*YOUR INSTRUCTIONS*: Give only the number of lines in the items below that contain the string "instance".

(Shape boundary entries)
▼▼▼
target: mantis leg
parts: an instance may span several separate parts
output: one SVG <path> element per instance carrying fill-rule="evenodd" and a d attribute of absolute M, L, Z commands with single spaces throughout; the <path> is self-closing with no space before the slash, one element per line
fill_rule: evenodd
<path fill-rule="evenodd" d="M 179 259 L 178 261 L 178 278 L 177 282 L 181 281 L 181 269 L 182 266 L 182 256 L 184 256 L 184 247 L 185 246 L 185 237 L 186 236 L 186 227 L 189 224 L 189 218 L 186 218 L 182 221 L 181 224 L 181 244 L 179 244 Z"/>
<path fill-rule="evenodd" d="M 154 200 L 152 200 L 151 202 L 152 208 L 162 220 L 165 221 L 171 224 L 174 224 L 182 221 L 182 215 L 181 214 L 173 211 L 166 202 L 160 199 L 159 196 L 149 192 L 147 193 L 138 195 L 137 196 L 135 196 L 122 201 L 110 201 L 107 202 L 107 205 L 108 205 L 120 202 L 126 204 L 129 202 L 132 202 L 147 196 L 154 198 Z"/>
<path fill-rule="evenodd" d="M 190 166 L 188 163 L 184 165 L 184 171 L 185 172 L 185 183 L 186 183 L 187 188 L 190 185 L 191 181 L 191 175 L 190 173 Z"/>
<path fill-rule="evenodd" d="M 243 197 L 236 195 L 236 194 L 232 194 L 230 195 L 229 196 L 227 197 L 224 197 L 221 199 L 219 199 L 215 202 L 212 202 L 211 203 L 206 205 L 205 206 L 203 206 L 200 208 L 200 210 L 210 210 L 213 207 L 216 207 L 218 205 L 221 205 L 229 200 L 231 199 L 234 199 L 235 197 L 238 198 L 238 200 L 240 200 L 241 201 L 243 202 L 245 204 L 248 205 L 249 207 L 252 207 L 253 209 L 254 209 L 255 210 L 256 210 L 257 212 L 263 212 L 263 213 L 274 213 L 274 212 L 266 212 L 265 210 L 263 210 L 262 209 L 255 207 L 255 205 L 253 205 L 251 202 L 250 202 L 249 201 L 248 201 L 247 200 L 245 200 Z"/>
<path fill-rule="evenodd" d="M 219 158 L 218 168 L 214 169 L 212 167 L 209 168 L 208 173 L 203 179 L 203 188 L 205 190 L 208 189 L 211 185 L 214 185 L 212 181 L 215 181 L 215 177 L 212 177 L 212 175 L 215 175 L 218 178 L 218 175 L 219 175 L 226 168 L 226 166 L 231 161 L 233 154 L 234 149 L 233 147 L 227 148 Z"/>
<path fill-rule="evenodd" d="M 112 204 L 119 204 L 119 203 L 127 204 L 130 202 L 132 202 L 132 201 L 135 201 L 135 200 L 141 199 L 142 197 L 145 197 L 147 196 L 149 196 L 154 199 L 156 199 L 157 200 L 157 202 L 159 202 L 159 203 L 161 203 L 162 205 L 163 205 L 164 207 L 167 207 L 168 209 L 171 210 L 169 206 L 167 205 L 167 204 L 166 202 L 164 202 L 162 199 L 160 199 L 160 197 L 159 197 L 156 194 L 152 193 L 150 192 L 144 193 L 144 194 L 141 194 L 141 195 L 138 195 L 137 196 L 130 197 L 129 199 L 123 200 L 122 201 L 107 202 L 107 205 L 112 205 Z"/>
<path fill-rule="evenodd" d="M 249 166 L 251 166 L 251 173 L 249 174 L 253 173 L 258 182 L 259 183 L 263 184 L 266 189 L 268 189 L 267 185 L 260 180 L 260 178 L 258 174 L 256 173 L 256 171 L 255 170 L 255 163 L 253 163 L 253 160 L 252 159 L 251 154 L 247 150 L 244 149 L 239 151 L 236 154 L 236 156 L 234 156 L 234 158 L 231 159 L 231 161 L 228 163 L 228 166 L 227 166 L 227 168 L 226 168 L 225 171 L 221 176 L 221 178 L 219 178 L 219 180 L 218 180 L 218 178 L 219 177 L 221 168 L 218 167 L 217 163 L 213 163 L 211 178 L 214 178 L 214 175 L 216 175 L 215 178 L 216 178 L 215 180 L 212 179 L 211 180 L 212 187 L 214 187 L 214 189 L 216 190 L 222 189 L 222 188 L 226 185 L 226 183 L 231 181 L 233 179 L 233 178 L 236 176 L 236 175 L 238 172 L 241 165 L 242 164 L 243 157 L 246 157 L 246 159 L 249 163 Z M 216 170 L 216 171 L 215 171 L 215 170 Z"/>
▲▲▲
*REPLY*: 2